---------- DATASET EXTRACT ----------

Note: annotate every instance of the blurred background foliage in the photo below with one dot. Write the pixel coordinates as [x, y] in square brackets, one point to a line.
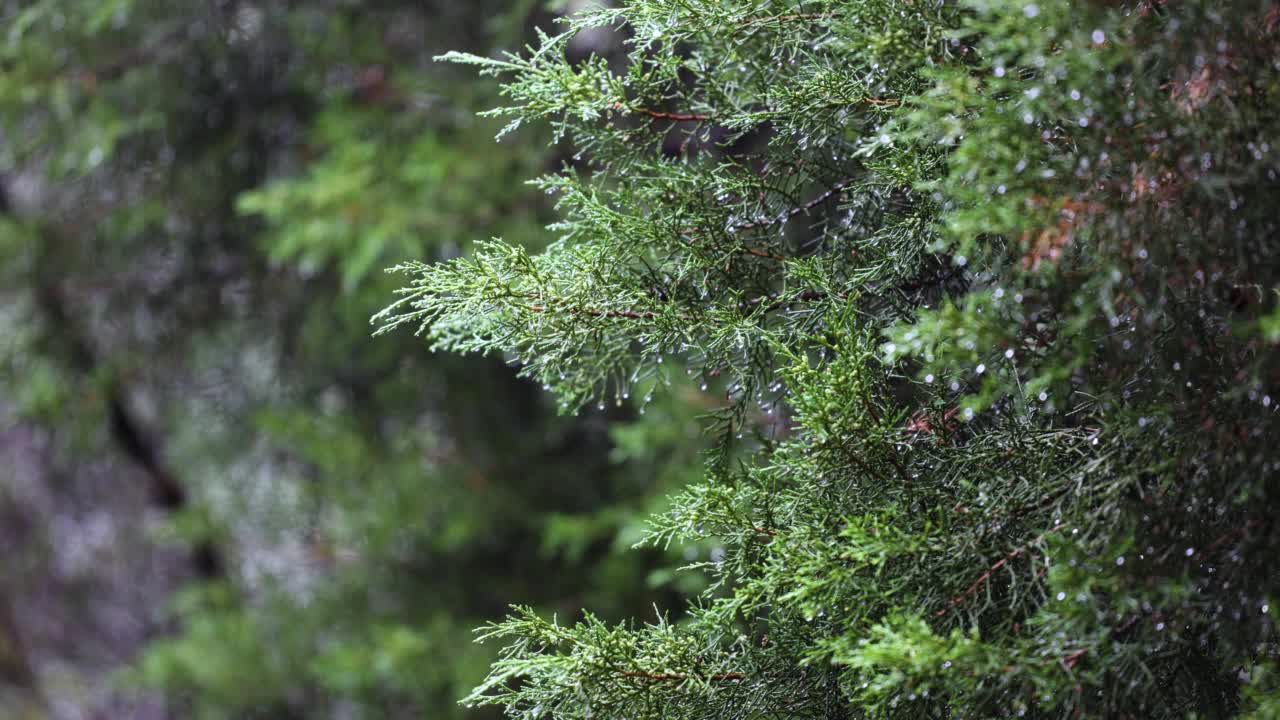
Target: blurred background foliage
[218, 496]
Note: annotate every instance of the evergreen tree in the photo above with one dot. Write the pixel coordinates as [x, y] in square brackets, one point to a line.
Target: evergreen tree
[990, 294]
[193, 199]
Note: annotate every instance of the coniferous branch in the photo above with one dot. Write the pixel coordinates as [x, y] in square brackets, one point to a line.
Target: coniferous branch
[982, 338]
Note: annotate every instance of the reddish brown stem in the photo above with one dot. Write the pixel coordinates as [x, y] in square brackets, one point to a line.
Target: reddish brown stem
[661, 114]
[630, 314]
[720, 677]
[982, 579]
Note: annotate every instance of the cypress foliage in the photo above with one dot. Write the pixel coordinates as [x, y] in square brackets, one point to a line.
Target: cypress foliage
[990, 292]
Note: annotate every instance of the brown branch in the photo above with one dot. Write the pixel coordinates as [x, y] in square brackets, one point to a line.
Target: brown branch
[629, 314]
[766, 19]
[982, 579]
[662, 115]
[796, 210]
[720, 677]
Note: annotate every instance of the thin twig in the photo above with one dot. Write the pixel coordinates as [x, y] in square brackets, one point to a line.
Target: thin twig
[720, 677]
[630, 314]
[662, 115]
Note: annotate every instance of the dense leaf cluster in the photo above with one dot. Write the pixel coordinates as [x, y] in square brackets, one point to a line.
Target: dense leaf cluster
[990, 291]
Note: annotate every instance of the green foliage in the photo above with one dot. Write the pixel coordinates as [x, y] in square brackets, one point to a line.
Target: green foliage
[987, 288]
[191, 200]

----------
---------- DATASET EXTRACT ----------

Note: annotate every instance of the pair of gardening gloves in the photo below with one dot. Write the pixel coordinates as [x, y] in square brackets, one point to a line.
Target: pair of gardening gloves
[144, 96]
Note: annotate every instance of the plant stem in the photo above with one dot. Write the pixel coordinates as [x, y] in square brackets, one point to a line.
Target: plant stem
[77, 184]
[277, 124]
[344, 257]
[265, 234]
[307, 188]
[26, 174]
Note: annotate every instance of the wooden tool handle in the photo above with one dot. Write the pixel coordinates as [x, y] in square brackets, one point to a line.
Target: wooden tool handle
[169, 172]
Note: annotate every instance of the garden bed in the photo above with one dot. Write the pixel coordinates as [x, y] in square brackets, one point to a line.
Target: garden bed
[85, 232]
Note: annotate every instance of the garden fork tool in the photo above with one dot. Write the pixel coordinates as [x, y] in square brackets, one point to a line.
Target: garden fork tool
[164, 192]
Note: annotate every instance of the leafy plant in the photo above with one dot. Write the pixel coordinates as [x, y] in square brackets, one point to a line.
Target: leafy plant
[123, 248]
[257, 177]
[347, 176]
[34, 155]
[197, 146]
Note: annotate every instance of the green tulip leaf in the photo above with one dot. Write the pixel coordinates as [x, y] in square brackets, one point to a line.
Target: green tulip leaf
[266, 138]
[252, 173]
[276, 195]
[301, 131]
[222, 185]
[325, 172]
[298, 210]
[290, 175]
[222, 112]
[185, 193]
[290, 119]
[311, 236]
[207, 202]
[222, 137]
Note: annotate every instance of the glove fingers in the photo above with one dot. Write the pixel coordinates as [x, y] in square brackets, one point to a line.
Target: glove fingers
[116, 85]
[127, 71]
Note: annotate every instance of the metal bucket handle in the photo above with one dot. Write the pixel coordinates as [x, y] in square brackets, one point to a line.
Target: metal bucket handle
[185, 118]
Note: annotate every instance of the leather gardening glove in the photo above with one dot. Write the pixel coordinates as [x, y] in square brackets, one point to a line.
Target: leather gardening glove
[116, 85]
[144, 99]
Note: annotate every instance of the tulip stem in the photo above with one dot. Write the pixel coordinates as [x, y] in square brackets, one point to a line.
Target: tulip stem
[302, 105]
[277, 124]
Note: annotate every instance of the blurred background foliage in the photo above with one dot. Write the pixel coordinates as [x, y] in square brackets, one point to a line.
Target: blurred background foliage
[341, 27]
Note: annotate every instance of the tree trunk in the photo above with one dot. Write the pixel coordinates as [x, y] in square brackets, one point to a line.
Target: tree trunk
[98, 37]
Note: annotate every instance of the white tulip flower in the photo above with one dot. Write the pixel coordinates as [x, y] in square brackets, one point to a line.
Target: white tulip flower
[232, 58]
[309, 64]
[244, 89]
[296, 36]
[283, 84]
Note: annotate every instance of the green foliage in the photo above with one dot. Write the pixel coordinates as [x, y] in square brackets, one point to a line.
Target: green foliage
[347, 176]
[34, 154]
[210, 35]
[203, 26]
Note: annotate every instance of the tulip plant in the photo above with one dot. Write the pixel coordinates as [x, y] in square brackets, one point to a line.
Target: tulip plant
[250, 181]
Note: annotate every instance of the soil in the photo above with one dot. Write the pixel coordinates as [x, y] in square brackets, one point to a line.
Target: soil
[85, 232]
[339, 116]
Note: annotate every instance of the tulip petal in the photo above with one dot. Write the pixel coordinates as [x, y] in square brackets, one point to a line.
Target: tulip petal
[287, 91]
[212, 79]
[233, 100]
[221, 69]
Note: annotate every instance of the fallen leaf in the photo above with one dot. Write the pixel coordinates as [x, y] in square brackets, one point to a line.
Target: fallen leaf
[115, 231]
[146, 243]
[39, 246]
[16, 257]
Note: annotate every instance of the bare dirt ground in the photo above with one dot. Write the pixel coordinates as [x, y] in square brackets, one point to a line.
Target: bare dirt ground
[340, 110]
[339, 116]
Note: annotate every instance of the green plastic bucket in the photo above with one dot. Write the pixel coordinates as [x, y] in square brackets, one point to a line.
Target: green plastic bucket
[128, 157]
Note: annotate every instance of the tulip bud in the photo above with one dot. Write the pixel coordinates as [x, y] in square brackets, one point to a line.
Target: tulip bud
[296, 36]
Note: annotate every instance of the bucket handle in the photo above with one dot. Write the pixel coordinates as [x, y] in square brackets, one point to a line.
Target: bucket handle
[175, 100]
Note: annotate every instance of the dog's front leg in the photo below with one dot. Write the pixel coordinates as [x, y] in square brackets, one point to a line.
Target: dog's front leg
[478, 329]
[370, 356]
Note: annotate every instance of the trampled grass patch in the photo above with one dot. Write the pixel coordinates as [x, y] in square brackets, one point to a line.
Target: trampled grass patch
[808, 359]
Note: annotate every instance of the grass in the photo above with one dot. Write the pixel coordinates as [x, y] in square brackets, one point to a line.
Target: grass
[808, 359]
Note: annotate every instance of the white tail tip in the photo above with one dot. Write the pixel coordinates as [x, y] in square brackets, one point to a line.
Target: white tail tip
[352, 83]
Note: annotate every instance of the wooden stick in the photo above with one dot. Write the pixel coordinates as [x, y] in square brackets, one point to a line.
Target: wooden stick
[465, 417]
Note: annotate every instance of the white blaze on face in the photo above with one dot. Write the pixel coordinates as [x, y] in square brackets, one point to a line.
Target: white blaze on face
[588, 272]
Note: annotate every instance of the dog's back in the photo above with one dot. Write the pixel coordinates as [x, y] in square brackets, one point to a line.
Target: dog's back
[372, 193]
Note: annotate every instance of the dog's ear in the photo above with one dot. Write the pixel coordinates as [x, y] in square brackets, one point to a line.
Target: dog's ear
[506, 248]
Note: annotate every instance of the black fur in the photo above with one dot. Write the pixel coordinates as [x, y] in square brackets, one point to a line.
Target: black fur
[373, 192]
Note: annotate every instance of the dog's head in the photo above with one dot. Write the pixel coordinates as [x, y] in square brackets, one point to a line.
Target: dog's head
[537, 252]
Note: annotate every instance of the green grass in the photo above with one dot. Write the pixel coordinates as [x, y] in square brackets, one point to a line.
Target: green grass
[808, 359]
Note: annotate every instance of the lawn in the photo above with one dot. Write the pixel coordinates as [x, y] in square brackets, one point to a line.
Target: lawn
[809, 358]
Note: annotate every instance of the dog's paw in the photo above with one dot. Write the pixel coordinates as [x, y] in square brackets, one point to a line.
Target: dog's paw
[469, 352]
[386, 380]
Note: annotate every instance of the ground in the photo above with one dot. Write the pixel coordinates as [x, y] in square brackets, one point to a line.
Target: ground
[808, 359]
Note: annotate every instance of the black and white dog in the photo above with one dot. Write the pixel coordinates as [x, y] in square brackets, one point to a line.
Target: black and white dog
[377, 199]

----------

PROBLEM DETAILS: Count the lines above that contain the string "head", treating uppercase and lowercase as different, and reply with only the number.

TASK SOLUTION: 2